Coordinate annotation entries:
---

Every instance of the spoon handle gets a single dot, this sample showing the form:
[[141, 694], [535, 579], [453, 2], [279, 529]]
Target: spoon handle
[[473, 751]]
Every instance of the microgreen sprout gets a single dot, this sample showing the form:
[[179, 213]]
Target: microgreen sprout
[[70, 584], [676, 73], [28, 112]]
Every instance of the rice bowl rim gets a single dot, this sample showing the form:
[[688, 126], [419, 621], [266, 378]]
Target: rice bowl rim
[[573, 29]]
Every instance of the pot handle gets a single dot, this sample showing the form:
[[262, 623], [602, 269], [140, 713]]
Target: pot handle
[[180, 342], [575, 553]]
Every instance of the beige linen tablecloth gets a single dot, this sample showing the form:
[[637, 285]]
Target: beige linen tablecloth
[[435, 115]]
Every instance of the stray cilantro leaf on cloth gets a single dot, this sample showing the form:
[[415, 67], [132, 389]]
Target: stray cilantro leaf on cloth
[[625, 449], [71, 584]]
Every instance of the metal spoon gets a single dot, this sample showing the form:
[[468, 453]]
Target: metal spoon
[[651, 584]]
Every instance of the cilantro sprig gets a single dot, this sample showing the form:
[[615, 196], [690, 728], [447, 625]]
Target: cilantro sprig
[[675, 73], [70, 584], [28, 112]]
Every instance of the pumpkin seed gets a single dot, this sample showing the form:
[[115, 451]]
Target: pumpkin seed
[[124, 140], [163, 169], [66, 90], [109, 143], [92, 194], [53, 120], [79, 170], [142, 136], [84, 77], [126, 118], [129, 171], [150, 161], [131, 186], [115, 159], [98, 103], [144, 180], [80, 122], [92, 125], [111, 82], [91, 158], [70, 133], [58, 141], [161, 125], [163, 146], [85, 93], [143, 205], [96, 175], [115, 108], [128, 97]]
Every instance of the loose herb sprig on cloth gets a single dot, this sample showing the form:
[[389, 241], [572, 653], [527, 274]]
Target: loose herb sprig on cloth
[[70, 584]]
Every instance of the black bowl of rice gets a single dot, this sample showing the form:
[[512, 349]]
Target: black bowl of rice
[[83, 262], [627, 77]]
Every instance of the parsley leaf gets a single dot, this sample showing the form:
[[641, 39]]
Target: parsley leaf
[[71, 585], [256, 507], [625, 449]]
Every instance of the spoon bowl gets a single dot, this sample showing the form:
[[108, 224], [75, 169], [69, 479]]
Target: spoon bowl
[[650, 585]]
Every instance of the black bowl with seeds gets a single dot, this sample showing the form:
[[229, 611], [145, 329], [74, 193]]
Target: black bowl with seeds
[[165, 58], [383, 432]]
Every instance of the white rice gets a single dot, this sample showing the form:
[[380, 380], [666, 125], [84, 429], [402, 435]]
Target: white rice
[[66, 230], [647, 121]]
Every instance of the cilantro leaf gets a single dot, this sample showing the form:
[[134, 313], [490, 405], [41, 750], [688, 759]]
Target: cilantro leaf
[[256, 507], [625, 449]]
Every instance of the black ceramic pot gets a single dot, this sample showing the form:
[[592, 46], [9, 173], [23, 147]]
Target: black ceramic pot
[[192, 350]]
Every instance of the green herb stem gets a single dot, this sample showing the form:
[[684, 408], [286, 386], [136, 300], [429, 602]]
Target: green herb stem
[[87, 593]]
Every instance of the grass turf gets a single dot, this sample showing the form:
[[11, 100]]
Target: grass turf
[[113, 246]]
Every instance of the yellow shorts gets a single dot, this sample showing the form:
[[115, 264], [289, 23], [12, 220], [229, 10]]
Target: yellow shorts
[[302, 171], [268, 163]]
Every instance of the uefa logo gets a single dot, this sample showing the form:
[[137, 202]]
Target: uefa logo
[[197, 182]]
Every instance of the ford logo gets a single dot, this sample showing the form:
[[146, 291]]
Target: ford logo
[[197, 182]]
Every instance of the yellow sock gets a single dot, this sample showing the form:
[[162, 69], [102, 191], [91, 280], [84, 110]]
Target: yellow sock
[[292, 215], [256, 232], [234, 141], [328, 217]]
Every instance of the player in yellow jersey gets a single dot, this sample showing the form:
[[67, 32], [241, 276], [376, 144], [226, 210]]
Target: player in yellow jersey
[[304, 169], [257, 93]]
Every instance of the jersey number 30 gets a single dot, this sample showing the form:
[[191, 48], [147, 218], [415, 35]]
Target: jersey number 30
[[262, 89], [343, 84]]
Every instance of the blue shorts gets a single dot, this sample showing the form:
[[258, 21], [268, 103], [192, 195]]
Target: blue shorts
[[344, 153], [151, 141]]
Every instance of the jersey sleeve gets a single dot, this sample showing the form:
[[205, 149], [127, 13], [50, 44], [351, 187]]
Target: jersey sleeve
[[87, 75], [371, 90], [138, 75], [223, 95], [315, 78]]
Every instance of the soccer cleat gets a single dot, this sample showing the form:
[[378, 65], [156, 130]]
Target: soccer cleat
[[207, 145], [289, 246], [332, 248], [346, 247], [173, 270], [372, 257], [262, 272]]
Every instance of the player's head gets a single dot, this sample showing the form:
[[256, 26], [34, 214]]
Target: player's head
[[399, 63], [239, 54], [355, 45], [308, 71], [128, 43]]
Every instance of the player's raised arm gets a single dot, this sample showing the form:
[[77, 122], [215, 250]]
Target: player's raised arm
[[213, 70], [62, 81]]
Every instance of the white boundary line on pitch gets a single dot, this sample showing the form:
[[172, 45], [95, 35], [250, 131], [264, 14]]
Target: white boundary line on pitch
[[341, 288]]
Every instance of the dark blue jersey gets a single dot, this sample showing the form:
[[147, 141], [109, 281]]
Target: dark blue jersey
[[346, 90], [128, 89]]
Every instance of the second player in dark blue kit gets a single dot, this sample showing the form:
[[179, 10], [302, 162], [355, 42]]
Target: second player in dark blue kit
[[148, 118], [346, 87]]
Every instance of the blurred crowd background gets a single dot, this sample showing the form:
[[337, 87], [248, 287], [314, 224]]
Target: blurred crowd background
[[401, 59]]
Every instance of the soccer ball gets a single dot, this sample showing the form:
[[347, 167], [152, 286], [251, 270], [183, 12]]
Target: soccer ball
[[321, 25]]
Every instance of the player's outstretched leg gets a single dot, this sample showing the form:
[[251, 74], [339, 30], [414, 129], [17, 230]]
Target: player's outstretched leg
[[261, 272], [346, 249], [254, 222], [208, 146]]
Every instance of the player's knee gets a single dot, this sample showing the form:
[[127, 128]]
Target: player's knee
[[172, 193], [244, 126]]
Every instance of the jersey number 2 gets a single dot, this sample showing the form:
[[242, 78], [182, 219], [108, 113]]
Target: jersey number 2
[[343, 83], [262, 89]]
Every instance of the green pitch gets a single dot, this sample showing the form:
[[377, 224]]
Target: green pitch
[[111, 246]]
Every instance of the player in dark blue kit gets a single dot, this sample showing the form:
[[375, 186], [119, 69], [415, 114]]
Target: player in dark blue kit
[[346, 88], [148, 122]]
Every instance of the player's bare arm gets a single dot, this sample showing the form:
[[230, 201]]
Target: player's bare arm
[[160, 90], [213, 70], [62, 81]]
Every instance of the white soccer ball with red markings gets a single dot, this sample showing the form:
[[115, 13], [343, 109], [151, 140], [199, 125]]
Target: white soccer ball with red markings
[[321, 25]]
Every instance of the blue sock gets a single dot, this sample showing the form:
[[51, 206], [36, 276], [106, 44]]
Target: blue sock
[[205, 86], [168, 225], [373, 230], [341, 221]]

---

### Work to be completed
Transcribe all of the entries above word for word, leaving every line unchanged.

### Written answer
Every instance of the spoon handle gets a single dot, this sample showing the form:
[[141, 694], [535, 579], [453, 2], [279, 529]]
Target: spoon handle
[[473, 751]]
Every instance of the microgreen sprout gets a single dot, this sample showing the form:
[[179, 213]]
Target: microgreen sprout
[[70, 584], [676, 73], [28, 112]]
Every instance of the rice bowl rim gets a single dot, this sample showing the form:
[[688, 126], [419, 621], [266, 378]]
Target: rice bowl rim
[[573, 29]]
Every instance of the pot handle gets a single dot, this sample showing the form:
[[262, 623], [602, 269], [140, 713]]
Target: pot handle
[[180, 342], [575, 553]]
Every instance of the beige linen tablecloth gets a single dot, this sample showing the form:
[[637, 285]]
Target: beige linen tablecloth
[[435, 115]]
Every instance of the stray cilantro leaf on cloth gets a single dot, this sample showing the form:
[[415, 67], [132, 389]]
Target: stray cilantro leaf on cloth
[[625, 449], [71, 584]]
Every instance of the metal spoon gets a single dot, this sample showing the form:
[[468, 453]]
Target: metal spoon
[[651, 584]]
Every instance of the cilantro sprig gets a single dot, this sample showing the form:
[[615, 196], [690, 728], [447, 625]]
Target: cilantro sprig
[[675, 73], [70, 584], [28, 112]]
Every instance of the pumpkin seed gets a single dot, this sample showing the form:
[[115, 451]]
Target: pumpkin seed
[[124, 140], [163, 169], [66, 90], [109, 143], [92, 194], [53, 120], [79, 170], [142, 136], [84, 77], [126, 118], [129, 171], [150, 161], [131, 186], [115, 159], [98, 103], [144, 180], [80, 122], [92, 125], [111, 82], [91, 158], [70, 133], [58, 141], [161, 125], [163, 146], [85, 93], [143, 205], [96, 175], [115, 108], [128, 97]]
Every instance of the loose herb sprig on cloth gets a single dot, this sample showing the form:
[[389, 241], [572, 653], [527, 274]]
Target: loose herb sprig on cloth
[[70, 584]]
Every instance of the black bowl of rice gets a single dot, this sample showing the form:
[[512, 349]]
Target: black bowl of rice
[[83, 262], [627, 77]]
Every instance of the parsley leaf gets a single dot, this sample showing the form:
[[641, 39]]
Target: parsley leaf
[[71, 585], [256, 507], [625, 449]]
Every instance of the spoon bowl gets a single dot, this sample showing the form:
[[108, 224], [75, 169], [69, 479]]
Target: spoon bowl
[[650, 585]]
Every instance of the black bowl with seeds gets a single dot, this sample showing the form:
[[229, 611], [145, 329], [74, 193]]
Target: black bowl with seeds
[[165, 58], [383, 432]]
Every instance of the white rice gets a single dot, this sample showing the form:
[[380, 380], [666, 125], [84, 429], [402, 435]]
Target: white rice
[[66, 230], [647, 121]]
Every instance of the cilantro leaf gets a single dot, this sample showing the form:
[[134, 313], [490, 405], [41, 750], [688, 759]]
Target: cilantro leaf
[[256, 507], [625, 449]]
Every instance of the black ceramic pot gets a single dot, this sample showing the form:
[[592, 46], [9, 173], [23, 147]]
Target: black ceramic pot
[[192, 350]]
Every instance of the green herb stem gets a single dot, this sample showing the form:
[[684, 408], [286, 386], [136, 300], [429, 602]]
Target: green herb stem
[[87, 593]]
Every instance of the grass turf gets a single dot, this sample showing the form:
[[11, 100]]
Target: grass turf
[[113, 246]]
Every instance of the yellow shorts gets a single dot, this sample showing the form:
[[115, 264], [289, 23], [12, 220], [229, 10]]
Target: yellow shorts
[[302, 171], [268, 163]]
Every instance of the uefa logo gets a single dot, this sample showing the form:
[[137, 202]]
Target: uefa logo
[[197, 182]]
Every instance of the ford logo gets a single dot, this sample showing the form:
[[146, 291]]
Target: ford logo
[[197, 182]]
Every instance of the yellow sock gets a single dot, this sample showing the form:
[[162, 69], [102, 191], [91, 280], [84, 110]]
Target: yellow sock
[[292, 215], [256, 232], [234, 141], [328, 217]]
Every instance of the player in yellow jersey gets a single dot, this sample showing the form:
[[67, 32], [241, 276], [376, 144], [226, 210]]
Target: player in yellow jersey
[[304, 169], [257, 93]]
Every instance of the jersey number 30 gets a single dot, this sample showing the form:
[[191, 48], [147, 218], [415, 35]]
Target: jersey number 30
[[262, 89], [343, 84]]
Every instance of the blue shorts gets a single dot, this sample showing the form:
[[258, 21], [268, 103], [192, 195]]
Target: blue shorts
[[344, 153], [151, 141]]
Every instance of the jersey sleeve gets a single dot, this sample showing the form:
[[205, 149], [127, 13], [50, 44], [351, 187]]
Target: jersey sleeve
[[87, 75], [371, 90], [138, 75], [223, 95], [315, 78]]
Every instance of the soccer cleat gets a single dot, this sample showing the form:
[[378, 65], [156, 130]]
Target: soccer cleat
[[207, 145], [289, 246], [332, 248], [346, 247], [173, 270], [372, 257], [262, 272]]
Every instance of the player's head gets a single dot, this sample showing the form:
[[256, 26], [34, 214]]
Target: player's head
[[399, 63], [239, 54], [355, 45], [308, 71], [128, 43]]
Every instance of the player's raised arm gets a single dot, this sample showing the form:
[[77, 122], [215, 250]]
Target: player's raised arm
[[213, 70], [62, 81]]
Every instance of the white boundary line on pitch gets a single dot, this sample showing the form:
[[172, 45], [95, 35], [250, 131], [264, 14]]
Target: white boundary line on pitch
[[341, 288]]
Every instance of the dark blue jersey gets a single dot, this sample showing the form:
[[147, 141], [109, 281]]
Target: dark blue jersey
[[346, 90], [128, 89]]
Every instance of the second player in dark blue kit gets a single dot, this sample showing the form:
[[179, 10], [302, 162], [355, 42]]
Target: second player in dark blue kit
[[148, 118], [346, 87]]
Every instance of the blurred crowd background gets a single dot, this sample showing the form:
[[337, 87], [248, 287], [314, 224]]
Target: blurred crowd background
[[401, 59]]
Every instance of the soccer ball gets a single dot, this sample showing the form:
[[347, 167], [152, 286], [251, 270], [183, 12]]
Target: soccer ball
[[321, 25]]
Every instance of the player's outstretched leg gets a single dot, this sample showing the form:
[[251, 74], [339, 30], [414, 129], [17, 230]]
Target: player's outstretched leg
[[261, 272], [346, 249], [254, 222], [208, 146]]
Every instance of the player's knee gets a single dot, this sample showing the form:
[[127, 128]]
Target: player's knee
[[172, 193], [244, 126]]
Every instance of the jersey number 2 gets a single dot, this sample showing the form:
[[242, 78], [182, 219], [108, 113]]
Target: jersey number 2
[[343, 83], [262, 89]]
Every instance of the green pitch gets a single dot, this sample showing the form:
[[377, 224]]
Target: green pitch
[[111, 246]]
Every instance of the player in dark blue kit gets a single dot, this sample showing the form:
[[375, 186], [119, 69], [415, 114]]
Target: player in dark blue kit
[[346, 88], [148, 122]]
Every instance of the player's bare arm gets a single dot, this sample showing the form:
[[230, 201]]
Target: player's bare arm
[[160, 90], [213, 70], [62, 81]]
Every instance of the white soccer ball with red markings gets a single dot, this sample showing the form:
[[115, 13], [343, 109], [151, 140], [199, 125]]
Target: white soccer ball with red markings
[[321, 25]]
Every instance of the blue sock gets a single dot, this sample showing the form:
[[51, 206], [36, 276], [106, 44]]
Target: blue sock
[[205, 86], [168, 225], [373, 230], [341, 221]]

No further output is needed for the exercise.